# What is asked
Set out the material from the line with "Kindly give the mask of every instance of the club" to the line with "[[[153,158],[154,150],[150,147],[141,147],[138,152],[140,157]]]" as a two-column CSV with the columns text and answer. Put each text and its answer on one row, each in a single quoted field with line breaks turned into spaces.

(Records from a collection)
┌──
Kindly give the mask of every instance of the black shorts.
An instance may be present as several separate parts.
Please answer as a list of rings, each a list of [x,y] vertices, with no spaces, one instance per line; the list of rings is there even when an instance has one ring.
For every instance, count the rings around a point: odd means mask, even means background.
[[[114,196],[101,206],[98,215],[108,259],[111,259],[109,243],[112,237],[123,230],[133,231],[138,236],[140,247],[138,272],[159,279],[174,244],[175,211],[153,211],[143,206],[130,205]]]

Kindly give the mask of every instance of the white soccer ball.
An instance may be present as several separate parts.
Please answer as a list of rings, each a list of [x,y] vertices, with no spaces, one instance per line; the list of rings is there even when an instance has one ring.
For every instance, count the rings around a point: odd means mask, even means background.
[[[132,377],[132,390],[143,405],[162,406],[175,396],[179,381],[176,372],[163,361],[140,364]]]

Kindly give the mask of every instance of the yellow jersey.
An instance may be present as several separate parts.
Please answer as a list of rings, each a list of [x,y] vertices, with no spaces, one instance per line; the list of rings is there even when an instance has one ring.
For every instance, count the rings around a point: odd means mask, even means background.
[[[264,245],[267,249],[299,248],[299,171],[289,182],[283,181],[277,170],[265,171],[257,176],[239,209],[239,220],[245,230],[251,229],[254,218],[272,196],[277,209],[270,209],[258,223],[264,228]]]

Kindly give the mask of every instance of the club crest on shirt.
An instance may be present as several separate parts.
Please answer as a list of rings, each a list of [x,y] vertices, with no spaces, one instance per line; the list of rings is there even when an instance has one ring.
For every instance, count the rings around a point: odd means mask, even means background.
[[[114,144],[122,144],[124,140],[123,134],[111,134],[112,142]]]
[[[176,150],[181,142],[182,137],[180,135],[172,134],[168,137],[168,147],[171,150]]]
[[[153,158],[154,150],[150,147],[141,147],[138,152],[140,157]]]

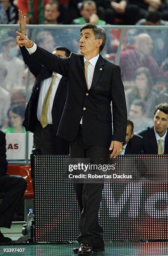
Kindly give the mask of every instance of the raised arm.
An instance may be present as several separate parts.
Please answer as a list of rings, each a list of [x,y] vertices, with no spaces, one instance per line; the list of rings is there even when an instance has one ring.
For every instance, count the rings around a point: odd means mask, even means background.
[[[24,15],[22,11],[20,10],[18,10],[18,15],[20,32],[23,35],[26,36],[26,16]],[[36,77],[42,68],[42,65],[39,61],[36,61],[32,55],[29,54],[25,47],[20,47],[20,50],[25,63],[27,65],[30,70],[30,72],[35,77]]]
[[[67,71],[72,59],[71,57],[66,59],[57,57],[43,48],[37,46],[22,33],[18,31],[16,33],[18,35],[16,38],[16,42],[19,46],[26,46],[29,51],[32,54],[32,56],[36,61],[47,67],[49,69],[67,77]]]

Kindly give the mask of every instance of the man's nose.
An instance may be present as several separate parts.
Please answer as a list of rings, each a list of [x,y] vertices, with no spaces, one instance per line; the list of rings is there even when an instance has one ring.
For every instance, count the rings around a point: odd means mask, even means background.
[[[82,37],[81,37],[81,38],[80,39],[79,42],[80,42],[80,43],[83,43],[83,42],[84,42],[84,38],[83,38],[83,36],[82,36]]]

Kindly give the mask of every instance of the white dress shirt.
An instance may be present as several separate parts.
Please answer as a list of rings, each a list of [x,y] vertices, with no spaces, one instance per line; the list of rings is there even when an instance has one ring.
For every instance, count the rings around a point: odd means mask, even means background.
[[[122,148],[121,153],[121,155],[125,155],[125,152],[126,151],[126,147],[127,145],[127,143],[125,144],[124,145]]]
[[[40,91],[39,100],[38,101],[37,109],[37,119],[39,121],[40,120],[40,117],[42,114],[42,106],[43,105],[44,101],[45,99],[45,95],[51,84],[52,81],[53,76],[56,74],[54,72],[53,72],[52,76],[49,77],[47,79],[45,79],[42,81],[42,84],[40,87]],[[52,109],[53,105],[54,98],[55,97],[55,94],[56,93],[58,85],[60,81],[62,78],[62,76],[59,74],[57,74],[57,77],[55,80],[54,84],[52,86],[52,90],[51,92],[49,105],[48,108],[47,112],[47,120],[49,124],[52,124]]]
[[[87,74],[87,84],[89,89],[90,89],[91,87],[91,83],[92,82],[93,74],[94,74],[94,69],[95,67],[97,61],[97,60],[99,59],[99,54],[92,58],[88,61],[89,61],[90,63],[88,65],[88,74]],[[85,57],[84,57],[84,63],[87,60]]]
[[[165,143],[166,136],[166,134],[167,134],[167,133],[168,132],[168,131],[167,130],[166,131],[165,133],[164,134],[163,136],[162,136],[162,137],[160,137],[159,135],[156,132],[155,128],[154,128],[154,132],[155,133],[155,137],[156,137],[157,143],[158,144],[158,146],[159,144],[159,140],[162,140],[162,148],[163,148],[163,152],[164,153],[164,151],[165,151]]]

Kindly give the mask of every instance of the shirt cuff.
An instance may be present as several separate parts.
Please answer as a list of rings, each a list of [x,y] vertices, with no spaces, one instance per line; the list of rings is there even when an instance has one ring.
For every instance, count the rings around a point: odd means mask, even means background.
[[[27,50],[30,54],[31,54],[32,53],[35,52],[36,51],[37,45],[35,44],[35,43],[33,42],[33,46],[32,46],[32,47],[31,47],[31,48],[27,48],[27,47],[26,47],[26,48]]]

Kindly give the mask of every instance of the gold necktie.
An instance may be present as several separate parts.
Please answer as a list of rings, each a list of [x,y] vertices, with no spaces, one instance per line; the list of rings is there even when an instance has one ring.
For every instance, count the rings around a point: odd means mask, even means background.
[[[40,118],[40,123],[43,128],[47,126],[48,124],[47,112],[49,105],[49,99],[52,86],[54,83],[56,77],[57,75],[54,75],[52,77],[52,81],[51,81],[49,87],[45,95],[43,105],[42,105],[42,114]]]
[[[159,141],[159,143],[158,145],[158,154],[163,155],[163,154],[162,145],[162,140],[161,139]]]
[[[89,61],[85,61],[84,64],[84,75],[85,76],[85,79],[86,79],[86,84],[87,84],[87,90],[89,90],[89,87],[88,87],[88,81],[87,81],[87,75],[88,74],[88,66],[89,65],[89,64],[90,64]]]
[[[120,150],[120,152],[119,152],[119,155],[121,155],[121,153],[123,152],[123,149],[124,149],[123,147],[122,147],[121,148]]]

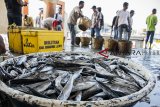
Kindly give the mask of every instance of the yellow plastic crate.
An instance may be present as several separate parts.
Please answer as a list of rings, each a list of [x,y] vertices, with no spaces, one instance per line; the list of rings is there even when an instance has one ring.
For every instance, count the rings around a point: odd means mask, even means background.
[[[9,49],[16,53],[23,53],[21,28],[8,30]]]
[[[23,30],[21,34],[24,54],[63,50],[63,31]]]

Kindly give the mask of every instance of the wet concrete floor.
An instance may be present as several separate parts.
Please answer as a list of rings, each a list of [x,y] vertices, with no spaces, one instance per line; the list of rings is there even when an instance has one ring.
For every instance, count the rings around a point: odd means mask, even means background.
[[[70,41],[67,40],[65,42],[64,51],[97,53],[100,50],[92,49],[91,46],[71,47]],[[13,55],[17,56],[17,54]],[[110,55],[110,53],[108,55]],[[133,49],[131,55],[120,57],[128,58],[134,62],[142,64],[155,75],[157,80],[154,90],[147,97],[139,101],[134,107],[160,107],[160,50],[145,50],[142,48]]]

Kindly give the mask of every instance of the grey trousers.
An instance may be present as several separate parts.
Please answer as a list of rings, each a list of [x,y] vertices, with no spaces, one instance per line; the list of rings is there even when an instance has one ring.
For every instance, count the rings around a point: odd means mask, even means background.
[[[119,40],[122,40],[122,34],[124,33],[124,40],[128,40],[128,32],[127,32],[127,26],[123,26],[123,25],[120,25],[118,27],[118,39]]]

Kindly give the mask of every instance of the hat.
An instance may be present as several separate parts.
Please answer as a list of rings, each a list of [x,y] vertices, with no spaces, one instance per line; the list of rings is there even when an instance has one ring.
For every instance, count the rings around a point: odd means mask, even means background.
[[[92,6],[92,8],[91,9],[96,9],[96,6]]]

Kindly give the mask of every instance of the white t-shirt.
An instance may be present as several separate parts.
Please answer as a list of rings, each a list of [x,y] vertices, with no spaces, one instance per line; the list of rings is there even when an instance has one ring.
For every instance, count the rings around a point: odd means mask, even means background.
[[[128,11],[124,11],[124,10],[120,10],[117,14],[117,16],[119,16],[118,19],[118,26],[122,25],[122,24],[128,24],[128,18],[130,17],[130,13]]]

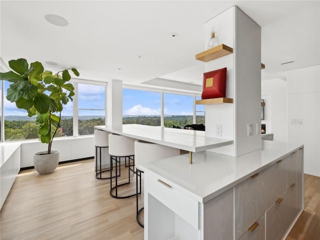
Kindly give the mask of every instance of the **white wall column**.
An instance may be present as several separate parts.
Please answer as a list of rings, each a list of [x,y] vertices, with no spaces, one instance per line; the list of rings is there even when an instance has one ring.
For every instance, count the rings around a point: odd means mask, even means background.
[[[122,83],[120,80],[108,82],[106,90],[106,126],[122,126]]]
[[[304,146],[304,173],[320,176],[320,65],[288,71],[288,142]],[[301,120],[296,124],[295,120]]]
[[[219,44],[232,48],[233,54],[206,63],[206,71],[226,67],[226,97],[234,103],[206,106],[206,134],[233,140],[234,144],[212,152],[237,156],[261,148],[261,28],[234,6],[206,23],[206,49],[214,28]],[[216,134],[217,124],[222,125],[222,136]]]

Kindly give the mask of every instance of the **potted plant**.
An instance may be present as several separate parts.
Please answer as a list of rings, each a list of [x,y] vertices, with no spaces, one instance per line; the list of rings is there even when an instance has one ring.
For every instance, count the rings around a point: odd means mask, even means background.
[[[74,88],[68,82],[71,79],[69,70],[77,76],[76,68],[68,68],[54,74],[44,70],[41,62],[29,66],[24,58],[9,61],[13,71],[0,74],[0,79],[12,82],[8,89],[6,99],[15,102],[18,108],[27,110],[28,116],[36,116],[39,136],[42,142],[48,144],[47,151],[34,154],[34,168],[40,174],[52,172],[58,166],[59,152],[52,150],[52,140],[60,127],[63,105],[72,100]]]

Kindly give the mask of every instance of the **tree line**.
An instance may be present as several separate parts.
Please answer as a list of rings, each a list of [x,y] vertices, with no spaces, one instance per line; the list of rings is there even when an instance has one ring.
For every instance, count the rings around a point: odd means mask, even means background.
[[[196,116],[196,123],[204,124],[204,116]],[[122,118],[123,124],[140,124],[152,126],[160,126],[160,116],[126,116]],[[183,128],[184,126],[192,124],[192,116],[166,116],[164,118],[164,126],[174,126]],[[86,120],[78,120],[79,135],[94,134],[94,126],[104,125],[104,118],[94,118]],[[73,118],[62,119],[61,128],[57,132],[56,136],[73,136]],[[19,140],[38,138],[39,124],[34,120],[4,120],[4,136],[6,141]]]

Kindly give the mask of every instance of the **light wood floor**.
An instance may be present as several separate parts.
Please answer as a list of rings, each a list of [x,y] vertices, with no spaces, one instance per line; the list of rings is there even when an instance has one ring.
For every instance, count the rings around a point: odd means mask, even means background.
[[[0,239],[142,240],[136,198],[112,198],[110,180],[96,179],[94,166],[90,160],[60,164],[47,175],[21,171],[1,210]],[[122,176],[128,178],[127,169]]]
[[[21,171],[0,213],[0,239],[143,239],[136,198],[110,197],[110,180],[95,178],[94,164],[62,164],[44,176]],[[126,191],[135,191],[134,180]],[[142,204],[143,196],[140,198]],[[320,240],[320,178],[304,174],[304,206],[286,240]]]

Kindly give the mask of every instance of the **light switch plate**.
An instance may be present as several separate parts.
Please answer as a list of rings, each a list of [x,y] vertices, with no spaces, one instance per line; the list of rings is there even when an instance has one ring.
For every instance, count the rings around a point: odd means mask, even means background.
[[[216,136],[222,136],[222,125],[217,124],[216,125]]]
[[[254,124],[248,124],[248,136],[252,136],[254,134]]]

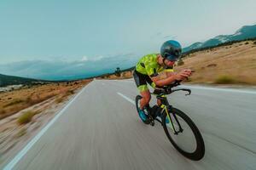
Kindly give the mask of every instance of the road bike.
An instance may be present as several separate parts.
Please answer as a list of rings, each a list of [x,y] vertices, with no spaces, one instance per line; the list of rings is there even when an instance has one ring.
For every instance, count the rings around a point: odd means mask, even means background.
[[[144,110],[146,119],[138,115],[145,124],[154,126],[154,120],[160,122],[167,138],[177,151],[190,160],[199,161],[205,155],[205,144],[198,128],[185,113],[172,107],[167,99],[167,95],[174,92],[186,91],[188,94],[185,95],[191,94],[189,88],[172,89],[179,86],[180,82],[176,81],[171,85],[155,89],[151,94],[156,95],[156,98],[161,101],[161,105],[154,105],[151,111]],[[137,112],[139,112],[141,99],[140,95],[136,97]]]

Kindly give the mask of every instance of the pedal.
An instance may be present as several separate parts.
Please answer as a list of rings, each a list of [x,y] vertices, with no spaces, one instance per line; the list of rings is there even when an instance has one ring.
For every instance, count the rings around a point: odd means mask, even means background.
[[[154,118],[151,116],[149,116],[148,118],[149,118],[149,121],[150,121],[150,125],[152,127],[154,127]]]

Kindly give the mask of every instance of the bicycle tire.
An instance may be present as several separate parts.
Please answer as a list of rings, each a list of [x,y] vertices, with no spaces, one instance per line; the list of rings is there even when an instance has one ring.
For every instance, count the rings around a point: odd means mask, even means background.
[[[172,136],[169,133],[169,131],[166,127],[166,112],[164,111],[162,115],[162,124],[163,124],[163,128],[165,130],[165,133],[172,144],[172,145],[177,150],[178,152],[180,152],[183,156],[185,157],[193,160],[193,161],[199,161],[201,160],[204,155],[205,155],[205,144],[203,138],[198,129],[198,128],[195,126],[195,124],[193,122],[193,121],[183,111],[179,110],[178,109],[172,108],[172,111],[169,112],[170,114],[176,114],[179,117],[181,117],[191,128],[195,137],[195,141],[196,141],[196,149],[194,152],[186,152],[185,150],[182,150],[176,143],[175,141],[172,139]],[[178,134],[177,134],[178,135]]]
[[[138,106],[138,102],[139,100],[142,99],[143,97],[140,95],[136,96],[136,99],[135,99],[135,103],[136,103],[136,109],[137,111],[137,114],[139,116],[139,117],[141,118],[140,115],[139,115],[139,106]],[[141,120],[145,123],[145,124],[149,124],[150,123],[150,120],[149,118],[147,118],[146,120],[143,120],[141,118]]]

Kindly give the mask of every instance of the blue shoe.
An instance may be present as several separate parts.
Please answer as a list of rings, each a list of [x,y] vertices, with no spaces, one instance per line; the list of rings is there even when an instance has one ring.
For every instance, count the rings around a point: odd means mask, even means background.
[[[139,116],[140,116],[140,117],[141,117],[141,119],[142,119],[143,121],[146,121],[147,116],[146,116],[146,115],[145,115],[143,110],[139,110]]]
└──
# Complete answer
text,answer
"Kindly give the mask of every instance of the club crest on shirt. An instance may be present as several separate parts. Please answer as a list of rings, each a list of [x,y] vertices, with no spaces, one instance per line; the list of rings is there even when an instance has one ring. For every instance, count the rings around a point: odd means mask, even means background.","[[[114,144],[122,144],[124,140],[123,134],[111,134],[112,142]]] [[[176,150],[181,142],[182,137],[180,135],[172,134],[168,137],[168,147],[171,150]]] [[[153,158],[154,150],[150,147],[141,147],[138,152],[140,157]]]"